▶ [Aim of the exercise]: Down to the last line, reproduce the records exactly.

*** Block opens ***

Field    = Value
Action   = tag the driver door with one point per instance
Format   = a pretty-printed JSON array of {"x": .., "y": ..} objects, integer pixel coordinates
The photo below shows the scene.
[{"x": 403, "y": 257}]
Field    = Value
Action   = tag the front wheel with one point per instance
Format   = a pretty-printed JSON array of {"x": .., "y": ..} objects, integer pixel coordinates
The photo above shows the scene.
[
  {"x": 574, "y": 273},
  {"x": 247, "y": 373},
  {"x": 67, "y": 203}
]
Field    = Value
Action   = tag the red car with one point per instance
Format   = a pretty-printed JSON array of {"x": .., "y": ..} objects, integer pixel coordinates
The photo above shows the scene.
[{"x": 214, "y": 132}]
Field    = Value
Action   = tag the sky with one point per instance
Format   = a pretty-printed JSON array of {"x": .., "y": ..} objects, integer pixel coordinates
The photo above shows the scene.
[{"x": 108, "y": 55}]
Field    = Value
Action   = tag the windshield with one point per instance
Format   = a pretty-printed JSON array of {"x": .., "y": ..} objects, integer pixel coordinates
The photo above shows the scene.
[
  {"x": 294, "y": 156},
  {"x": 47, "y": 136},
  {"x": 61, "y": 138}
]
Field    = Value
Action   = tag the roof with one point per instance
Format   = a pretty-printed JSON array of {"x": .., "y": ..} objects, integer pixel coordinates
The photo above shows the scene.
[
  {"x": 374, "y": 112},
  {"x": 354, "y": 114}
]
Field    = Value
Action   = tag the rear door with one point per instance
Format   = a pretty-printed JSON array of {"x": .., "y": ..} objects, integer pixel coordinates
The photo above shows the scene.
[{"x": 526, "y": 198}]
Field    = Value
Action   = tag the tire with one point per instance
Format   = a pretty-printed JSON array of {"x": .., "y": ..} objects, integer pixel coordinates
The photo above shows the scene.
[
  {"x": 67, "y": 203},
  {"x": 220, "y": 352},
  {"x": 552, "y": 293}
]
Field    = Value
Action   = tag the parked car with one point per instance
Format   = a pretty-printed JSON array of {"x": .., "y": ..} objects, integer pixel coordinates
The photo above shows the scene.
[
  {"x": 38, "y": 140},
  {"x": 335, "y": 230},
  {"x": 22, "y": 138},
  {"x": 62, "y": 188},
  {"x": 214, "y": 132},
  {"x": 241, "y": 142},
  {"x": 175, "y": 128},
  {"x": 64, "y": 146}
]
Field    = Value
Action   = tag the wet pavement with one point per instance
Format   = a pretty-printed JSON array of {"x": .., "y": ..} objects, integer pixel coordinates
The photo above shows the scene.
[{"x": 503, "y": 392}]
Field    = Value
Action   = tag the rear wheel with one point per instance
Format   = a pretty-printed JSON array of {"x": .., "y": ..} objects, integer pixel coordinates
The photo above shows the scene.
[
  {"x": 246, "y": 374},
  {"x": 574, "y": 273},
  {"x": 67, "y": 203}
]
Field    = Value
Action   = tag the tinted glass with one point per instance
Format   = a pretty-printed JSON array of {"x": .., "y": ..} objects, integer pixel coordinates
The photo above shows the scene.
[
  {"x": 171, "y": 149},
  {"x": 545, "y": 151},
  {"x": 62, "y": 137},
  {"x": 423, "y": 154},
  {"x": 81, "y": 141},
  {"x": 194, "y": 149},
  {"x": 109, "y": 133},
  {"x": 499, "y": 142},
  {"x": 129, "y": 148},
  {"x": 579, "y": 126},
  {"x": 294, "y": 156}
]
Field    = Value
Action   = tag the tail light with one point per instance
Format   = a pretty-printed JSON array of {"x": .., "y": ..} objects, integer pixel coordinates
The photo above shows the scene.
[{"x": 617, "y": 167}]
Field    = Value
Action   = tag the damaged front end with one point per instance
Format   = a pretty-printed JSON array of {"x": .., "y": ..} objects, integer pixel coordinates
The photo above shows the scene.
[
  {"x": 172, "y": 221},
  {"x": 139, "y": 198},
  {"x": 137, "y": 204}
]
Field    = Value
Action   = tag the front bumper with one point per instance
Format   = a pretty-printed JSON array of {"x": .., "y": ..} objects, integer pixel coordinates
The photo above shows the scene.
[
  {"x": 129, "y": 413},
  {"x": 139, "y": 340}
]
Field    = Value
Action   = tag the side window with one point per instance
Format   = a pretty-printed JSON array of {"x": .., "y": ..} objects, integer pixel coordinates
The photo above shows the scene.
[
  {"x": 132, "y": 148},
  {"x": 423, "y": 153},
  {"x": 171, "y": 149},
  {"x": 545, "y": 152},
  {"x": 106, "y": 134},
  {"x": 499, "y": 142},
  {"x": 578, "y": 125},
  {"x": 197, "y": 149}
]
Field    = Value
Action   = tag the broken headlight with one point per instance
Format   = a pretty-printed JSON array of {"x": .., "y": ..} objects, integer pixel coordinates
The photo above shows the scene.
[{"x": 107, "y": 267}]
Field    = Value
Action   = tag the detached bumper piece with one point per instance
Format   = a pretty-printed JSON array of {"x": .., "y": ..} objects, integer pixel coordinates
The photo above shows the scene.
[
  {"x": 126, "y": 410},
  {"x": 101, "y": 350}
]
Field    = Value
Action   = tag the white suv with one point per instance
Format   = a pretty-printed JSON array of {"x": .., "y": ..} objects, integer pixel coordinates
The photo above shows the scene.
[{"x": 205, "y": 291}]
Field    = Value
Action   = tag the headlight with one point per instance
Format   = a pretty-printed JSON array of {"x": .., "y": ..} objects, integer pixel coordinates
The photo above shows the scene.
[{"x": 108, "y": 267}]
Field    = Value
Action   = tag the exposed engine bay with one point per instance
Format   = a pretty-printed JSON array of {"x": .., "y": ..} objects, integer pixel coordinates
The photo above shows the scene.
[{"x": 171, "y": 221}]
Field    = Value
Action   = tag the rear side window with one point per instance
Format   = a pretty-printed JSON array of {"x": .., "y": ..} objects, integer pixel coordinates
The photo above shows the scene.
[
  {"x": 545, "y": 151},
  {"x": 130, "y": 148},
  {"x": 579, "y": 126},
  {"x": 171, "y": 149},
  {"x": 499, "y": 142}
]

*** Block closes ***

▶ [Solution to the exercise]:
Field    = Value
Action   = tag the driver door with one point per instance
Format   = a pretty-printed JSON array of {"x": .., "y": ..} objects, integer pixel coordinates
The photo below shows the scene.
[{"x": 403, "y": 257}]
Field    = Value
Action   = tag the front wheel with one point per instance
Format   = a pretty-printed JSON array of {"x": .., "y": ..} objects, integer pixel coordinates
The photo above shows the scene.
[
  {"x": 574, "y": 273},
  {"x": 247, "y": 373},
  {"x": 67, "y": 203}
]
Field    = Value
Action   = tag the red car with one point per instance
Format   = a pretty-printed JSON array of {"x": .., "y": ..} objects, integer pixel coordinates
The photo above shows the scene.
[{"x": 214, "y": 132}]
Field    = Value
Action   = tag the sky with one point per instance
Format   = a pretty-printed JSON array of {"x": .., "y": ..} objects, integer pixel coordinates
The photo above shows the scene.
[{"x": 108, "y": 55}]
Field    = Value
Action   = tag the windshield with one point per instance
Format   = a pretty-printed JSON array of {"x": .., "y": ..} objects, integer pixel coordinates
The photo above shows the scene.
[
  {"x": 294, "y": 156},
  {"x": 47, "y": 136},
  {"x": 61, "y": 138}
]
Field    = Value
Action   = tag the roof with one point per instance
Format   = a pretty-printed JSON array of {"x": .., "y": ..} objects, integer pixel coordinates
The photo above shows the scene.
[
  {"x": 374, "y": 112},
  {"x": 354, "y": 114}
]
Field    = Value
Action   = tag the rear door with one point per instance
Format   = a pretty-printed JSON array of {"x": .., "y": ..} objects, integer pixel coordinates
The photo above shows the scene.
[{"x": 526, "y": 198}]
Field    = Value
Action   = tag the tire with one point per instance
Format   = a pretty-printed JSON array of {"x": .., "y": ..} objects, integer pixel coordinates
The photo above shows the scene.
[
  {"x": 67, "y": 203},
  {"x": 220, "y": 352},
  {"x": 552, "y": 293}
]
Field    = Value
Action   = tag the parked car with one point per instance
Format   = a pretty-printed JSON array of {"x": .., "y": ..} objects, integer pixel coordinates
The photo above shows the scene.
[
  {"x": 38, "y": 140},
  {"x": 335, "y": 230},
  {"x": 22, "y": 138},
  {"x": 62, "y": 188},
  {"x": 214, "y": 132},
  {"x": 241, "y": 142},
  {"x": 175, "y": 128},
  {"x": 64, "y": 146}
]
Field    = Value
Action   = tag the wet pavement with one point per instance
Format   = a pretty-printed JSON array of {"x": .., "y": ..} objects, integer pixel coordinates
The photo above shows the scene.
[{"x": 503, "y": 392}]
Field    = Value
Action   = tag the rear wheel with one point per instance
Format   = a pretty-printed JSON array of {"x": .., "y": ..} objects, integer pixel coordinates
The photo above shows the scene.
[
  {"x": 246, "y": 374},
  {"x": 574, "y": 273},
  {"x": 67, "y": 203}
]
Field    = Value
Action   = tag the tinted glass with one point per instance
Format   = a pretty-printed JSON array of {"x": .., "y": ..} objects, integer pixel coordinates
The photo above shows the scene.
[
  {"x": 171, "y": 149},
  {"x": 545, "y": 151},
  {"x": 62, "y": 137},
  {"x": 423, "y": 154},
  {"x": 81, "y": 141},
  {"x": 194, "y": 149},
  {"x": 109, "y": 133},
  {"x": 499, "y": 142},
  {"x": 129, "y": 148},
  {"x": 579, "y": 126},
  {"x": 294, "y": 156}
]
Field    = Value
Action   = tag the tail light with one point per instance
Format   = a pretty-printed JSON array of {"x": .., "y": ..} objects, integer pixel coordinates
The photo above shows the scene.
[{"x": 617, "y": 167}]
Field    = Value
Action   = tag the damaged front end with one point per instance
Format   = a pretty-printed JSON array of {"x": .., "y": ..} objects, integer pixel coordinates
The photo above shows the scene.
[
  {"x": 172, "y": 221},
  {"x": 139, "y": 198},
  {"x": 137, "y": 204}
]
Field    = Value
Action   = tag the front bumper with one point per instance
Format   = a pretty-printed JSON array of {"x": .., "y": ..} objects, integer pixel coordinates
The photo above shows the scene.
[
  {"x": 129, "y": 413},
  {"x": 139, "y": 340}
]
Field    = Value
Action   = tag the side window with one point per instance
Format   = a pretty-printed JSON array of {"x": .., "y": ..} objects, integer pixel coordinates
The photo above shows the scene.
[
  {"x": 132, "y": 148},
  {"x": 423, "y": 153},
  {"x": 171, "y": 149},
  {"x": 545, "y": 152},
  {"x": 106, "y": 134},
  {"x": 499, "y": 142},
  {"x": 578, "y": 125},
  {"x": 197, "y": 149}
]
Field    = Value
Action   = tag the broken headlight with one point per instance
Format   = a pretty-printed JSON array of {"x": .., "y": ..} objects, integer pixel coordinates
The photo above shows the scene.
[{"x": 107, "y": 267}]
Field    = Value
Action   = tag the detached bumper piece with one point per instance
Format   = a pretty-printed JSON array of {"x": .., "y": ..} objects, integer pixel coordinates
The photo above shows the scene.
[
  {"x": 126, "y": 410},
  {"x": 101, "y": 350}
]
Field    = Value
Action   = tag the white suv with one point per instance
Format   = a pretty-printed JSON array of {"x": .., "y": ..} objects, integer pixel coordinates
The photo above shows the scene.
[{"x": 205, "y": 291}]
Field    = Value
Action   = tag the headlight with one point per instance
Format   = a pretty-printed JSON array of {"x": .., "y": ..} objects, integer pixel coordinates
The photo above shows the scene.
[{"x": 108, "y": 267}]
Field    = Value
Action   = tag the exposed engine bay with one point per instance
Format   = a pretty-printed JSON array of {"x": .., "y": ..} objects, integer pixel coordinates
The photo above shows the scene.
[{"x": 171, "y": 221}]
Field    = Value
Action   = tag the rear side window with one point per instance
Format   = a pretty-printed JSON array of {"x": .., "y": ..} objects, integer pixel coordinates
The photo above shows the scene.
[
  {"x": 545, "y": 151},
  {"x": 130, "y": 148},
  {"x": 579, "y": 126},
  {"x": 171, "y": 149},
  {"x": 499, "y": 142}
]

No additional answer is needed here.